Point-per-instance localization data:
[Start of Attachment]

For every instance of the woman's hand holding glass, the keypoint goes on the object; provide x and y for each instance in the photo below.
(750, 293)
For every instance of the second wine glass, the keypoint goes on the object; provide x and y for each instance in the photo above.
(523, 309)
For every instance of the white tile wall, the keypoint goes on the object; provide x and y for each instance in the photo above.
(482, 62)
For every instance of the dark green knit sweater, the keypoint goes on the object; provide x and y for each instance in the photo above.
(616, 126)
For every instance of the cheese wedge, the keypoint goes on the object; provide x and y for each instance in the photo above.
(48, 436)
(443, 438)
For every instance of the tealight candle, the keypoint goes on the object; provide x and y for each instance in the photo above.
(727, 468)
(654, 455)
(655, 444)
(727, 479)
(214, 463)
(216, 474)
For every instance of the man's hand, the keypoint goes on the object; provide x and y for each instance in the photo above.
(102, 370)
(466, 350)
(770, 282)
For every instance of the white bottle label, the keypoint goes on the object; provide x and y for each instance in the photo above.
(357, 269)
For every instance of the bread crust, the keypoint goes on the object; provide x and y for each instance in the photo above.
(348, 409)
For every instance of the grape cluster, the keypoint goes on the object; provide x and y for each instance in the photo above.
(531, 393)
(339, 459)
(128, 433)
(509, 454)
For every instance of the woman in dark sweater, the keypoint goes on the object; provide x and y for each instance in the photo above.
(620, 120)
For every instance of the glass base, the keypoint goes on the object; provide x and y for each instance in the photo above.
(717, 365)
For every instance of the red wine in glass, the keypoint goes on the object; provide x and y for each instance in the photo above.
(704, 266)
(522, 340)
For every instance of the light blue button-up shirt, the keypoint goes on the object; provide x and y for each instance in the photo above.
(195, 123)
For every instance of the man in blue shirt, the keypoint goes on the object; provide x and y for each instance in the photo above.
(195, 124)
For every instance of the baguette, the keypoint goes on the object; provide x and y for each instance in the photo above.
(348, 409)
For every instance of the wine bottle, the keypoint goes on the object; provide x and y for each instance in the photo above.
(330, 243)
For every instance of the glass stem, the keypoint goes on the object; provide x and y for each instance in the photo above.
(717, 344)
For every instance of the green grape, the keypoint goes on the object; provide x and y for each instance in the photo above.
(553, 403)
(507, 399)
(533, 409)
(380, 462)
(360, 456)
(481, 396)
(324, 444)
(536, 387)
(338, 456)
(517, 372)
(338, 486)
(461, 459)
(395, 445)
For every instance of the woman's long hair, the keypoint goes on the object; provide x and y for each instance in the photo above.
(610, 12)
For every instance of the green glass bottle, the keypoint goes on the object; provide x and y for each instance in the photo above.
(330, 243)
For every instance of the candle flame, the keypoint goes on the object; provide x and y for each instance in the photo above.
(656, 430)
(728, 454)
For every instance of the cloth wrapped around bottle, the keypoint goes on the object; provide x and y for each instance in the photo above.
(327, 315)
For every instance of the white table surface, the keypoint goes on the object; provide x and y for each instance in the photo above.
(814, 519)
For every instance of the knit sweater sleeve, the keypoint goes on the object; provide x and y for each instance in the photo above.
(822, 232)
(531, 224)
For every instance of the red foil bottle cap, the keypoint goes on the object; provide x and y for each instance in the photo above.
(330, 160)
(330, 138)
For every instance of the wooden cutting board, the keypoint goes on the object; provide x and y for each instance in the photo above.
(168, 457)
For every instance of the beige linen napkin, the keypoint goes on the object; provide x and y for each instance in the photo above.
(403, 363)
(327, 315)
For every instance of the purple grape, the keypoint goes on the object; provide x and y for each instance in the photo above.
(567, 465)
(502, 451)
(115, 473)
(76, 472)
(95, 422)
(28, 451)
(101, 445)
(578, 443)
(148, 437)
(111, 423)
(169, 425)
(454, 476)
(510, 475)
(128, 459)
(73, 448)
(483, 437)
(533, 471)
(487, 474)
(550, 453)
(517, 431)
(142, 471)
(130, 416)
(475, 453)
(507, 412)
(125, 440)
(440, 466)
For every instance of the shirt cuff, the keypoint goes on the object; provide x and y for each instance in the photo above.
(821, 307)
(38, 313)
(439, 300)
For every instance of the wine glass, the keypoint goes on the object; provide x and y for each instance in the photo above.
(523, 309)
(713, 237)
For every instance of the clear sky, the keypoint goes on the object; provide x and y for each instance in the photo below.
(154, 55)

[End of Attachment]

Each record must be printed again, word for word, with nothing dropped.

> **Response to this task**:
For every instance of the woman's hand holding glass, the keypoint goes on the object; provide x and y for each instance in the photo below.
(750, 293)
For every instance of the second wine glass, the keypoint goes on the object; provide x and y for each instance in the photo above.
(523, 309)
For every instance of the white tile wall, the keypoint goes on the object; provide x and y for each instance in the photo above.
(482, 62)
For every instance of the dark green knit sweater, the keypoint goes on the object; provide x and y for each instance in the photo above.
(616, 126)
For every instance of the cheese wedge, the keypoint goes on the object; provide x and y for each instance in the photo above.
(48, 436)
(443, 438)
For every instance of the tealight candle, the keypoint goes on the object; provide x and y for each instance in the photo above.
(727, 468)
(654, 455)
(655, 444)
(727, 479)
(214, 463)
(216, 474)
For every instance of the man's hand, the keypoint goes on the object; provide x and y for each instance in the photo above.
(102, 370)
(466, 350)
(770, 282)
For every instance of the white bottle label, the keypoint goes on the object; provide x and y for each instance in the photo above.
(357, 269)
For every instance of the bread crust, the keypoint goes on the object; provide x and y for each instance in the photo above.
(348, 409)
For every instance of the grape cluster, the keypoint goes on the object; provide x and y for each instance in the photo above.
(531, 393)
(339, 459)
(128, 433)
(509, 454)
For every instance of the woman in dark sweater, the keypoint goes on the object; provide x and y for each instance in the photo above.
(620, 120)
For every instance of the glass base, the keypoint goes on the object; provide x and y for each instance in the photo above.
(717, 365)
For every instance of the red wine in glass, the keypoint goes on the object; provide x and y for each instance in the photo above.
(704, 266)
(522, 340)
For every instance of the light blue button-up shirt, the keypoint goes on the object; provide x and y for each instance in the photo above.
(195, 123)
For every instance of the man in blue shirt, the keypoint goes on the object; provide x and y for each instance in the photo above.
(195, 124)
For every instance of the baguette, the keypoint goes on the object; provide x and y for each instance in the photo above.
(348, 409)
For every instance of the wine bottle, the keypoint goes on the object; provide x and y for each instance in the photo above.
(330, 243)
For every instance of the glass stem, the keypoint goes on the object; provide x and y for each instance in the photo above.
(717, 344)
For every instance of the green grape, the keypoint goes on the object; provide x and y for each instance in the photo above.
(553, 403)
(507, 399)
(533, 409)
(380, 462)
(360, 456)
(481, 396)
(324, 444)
(536, 387)
(338, 456)
(517, 372)
(338, 486)
(461, 459)
(395, 445)
For every instance of the woman's long hair, the keypoint goes on the object; provide x and y for each instance in the photo above.
(610, 12)
For every instance of the green glass bottle, the keypoint goes on the object; provide x and y for each instance in the photo above.
(330, 243)
For every instance of the candle flame, the keypoint goes on the object; provide x and y for each instance in the photo above.
(656, 430)
(728, 454)
For every instance of the cloth wrapped around bottle, the keypoint goes on the object; provide x and y for each instance in the photo above.
(327, 315)
For every instance of the white table surface, the keypoint goes on the object; provide x and y for each instance in the photo above.
(814, 519)
For every instance of the knit sweater sleeve, the keypoint goes on the object; provide x and y for each instance in the photo above.
(822, 232)
(531, 224)
For every instance of the red foil bottle cap, the keypoint goes on the object; provide x and y for each instance in the photo above.
(330, 160)
(330, 138)
For every instance of the wooden cutting board, the keypoint goes on the object; provide x and y for each instance in the photo above.
(168, 457)
For every instance of the beige linen napkin, the keypoint goes on the object; provide x and y for each instance in the photo above.
(403, 363)
(327, 315)
For every instance of the purple grape, the keypoint goes on the object; provide x and y for each instance in the photo above.
(567, 465)
(502, 451)
(115, 473)
(76, 472)
(95, 422)
(28, 451)
(101, 445)
(578, 443)
(148, 437)
(111, 423)
(169, 425)
(454, 476)
(510, 475)
(128, 459)
(73, 448)
(483, 437)
(533, 471)
(487, 474)
(550, 453)
(517, 431)
(142, 471)
(130, 416)
(475, 453)
(507, 412)
(125, 440)
(440, 466)
For every instance of the shirt cuff, the keypoint goes on the object; provide x and y for each instance in the photo above.
(821, 307)
(38, 313)
(439, 300)
For every instance of the wine glass, the keypoint goes on the object; provide x and y for each instance in the photo above.
(523, 309)
(713, 237)
For every instance of the clear sky, the keypoint goes on the object; provide x and y for each instance in the photo below.
(154, 55)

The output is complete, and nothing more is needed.